▶ [SHORT EXERCISE]:
Locate the line that contains "Q: Pick out each instance of the tree", then copy it and all later lines of the data below exactly, through the last one.

▶ [DATA LINES]:
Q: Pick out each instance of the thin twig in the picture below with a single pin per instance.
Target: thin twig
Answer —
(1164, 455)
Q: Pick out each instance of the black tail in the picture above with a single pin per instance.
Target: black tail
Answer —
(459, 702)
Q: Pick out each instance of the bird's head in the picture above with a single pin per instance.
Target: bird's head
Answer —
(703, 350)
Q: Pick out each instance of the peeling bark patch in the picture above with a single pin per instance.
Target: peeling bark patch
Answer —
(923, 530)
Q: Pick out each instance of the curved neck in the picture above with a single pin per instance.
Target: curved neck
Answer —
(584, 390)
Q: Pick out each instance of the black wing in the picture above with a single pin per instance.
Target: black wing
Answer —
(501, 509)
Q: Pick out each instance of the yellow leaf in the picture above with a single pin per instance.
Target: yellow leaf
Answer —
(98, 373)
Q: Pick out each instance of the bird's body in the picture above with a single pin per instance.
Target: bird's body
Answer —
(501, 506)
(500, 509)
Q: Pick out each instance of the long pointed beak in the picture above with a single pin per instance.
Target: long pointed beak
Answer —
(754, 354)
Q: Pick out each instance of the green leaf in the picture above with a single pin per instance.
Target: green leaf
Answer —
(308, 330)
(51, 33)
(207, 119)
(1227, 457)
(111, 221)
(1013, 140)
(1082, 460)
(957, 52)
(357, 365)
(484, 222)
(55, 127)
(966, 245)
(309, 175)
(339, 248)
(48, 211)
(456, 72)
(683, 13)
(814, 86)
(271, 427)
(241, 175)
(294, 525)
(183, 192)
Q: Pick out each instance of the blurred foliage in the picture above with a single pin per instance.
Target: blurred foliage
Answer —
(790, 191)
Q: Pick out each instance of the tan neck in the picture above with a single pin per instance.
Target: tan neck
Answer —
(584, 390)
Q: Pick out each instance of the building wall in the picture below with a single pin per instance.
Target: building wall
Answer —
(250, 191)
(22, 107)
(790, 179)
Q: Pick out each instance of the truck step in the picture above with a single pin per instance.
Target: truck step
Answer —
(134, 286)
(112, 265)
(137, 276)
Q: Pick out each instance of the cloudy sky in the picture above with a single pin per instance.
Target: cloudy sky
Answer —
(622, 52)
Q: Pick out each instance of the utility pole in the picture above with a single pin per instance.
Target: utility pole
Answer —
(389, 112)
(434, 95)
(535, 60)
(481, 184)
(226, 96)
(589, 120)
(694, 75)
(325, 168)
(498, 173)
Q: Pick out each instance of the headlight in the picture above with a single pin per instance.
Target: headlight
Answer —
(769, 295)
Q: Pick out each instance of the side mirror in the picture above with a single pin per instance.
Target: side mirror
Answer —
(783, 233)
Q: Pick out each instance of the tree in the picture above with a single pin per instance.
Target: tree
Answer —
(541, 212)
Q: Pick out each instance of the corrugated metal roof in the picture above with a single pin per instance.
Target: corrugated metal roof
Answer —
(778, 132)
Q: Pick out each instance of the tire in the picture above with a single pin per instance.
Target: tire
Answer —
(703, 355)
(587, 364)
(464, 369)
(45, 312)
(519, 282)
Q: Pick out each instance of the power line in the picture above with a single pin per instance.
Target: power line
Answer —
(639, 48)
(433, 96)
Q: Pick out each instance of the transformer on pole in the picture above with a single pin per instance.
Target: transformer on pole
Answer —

▶ [RESPONSE TO THE TASK]:
Q: Pick out each instance of the tree in the picture above with a single pin per instance.
Target: tree
Answer —
(541, 212)
Q: Pick out each instance of the corrugated metal roof in the picture above with a single pin per instance.
Target: corrugated metal roof
Answer —
(778, 132)
Q: Pick out each instance of the tire in the picture above with a single pin per instance.
Target: tire
Answer —
(703, 355)
(587, 364)
(464, 369)
(45, 312)
(519, 282)
Q: Pick out each instance of the power line in the picture above with a single pin per instance.
Target: power line
Answer —
(639, 48)
(433, 96)
Q: Pick out each instance of the transformer on pole in the picture above with a single pin per instance.
Target: transformer on pole
Answer —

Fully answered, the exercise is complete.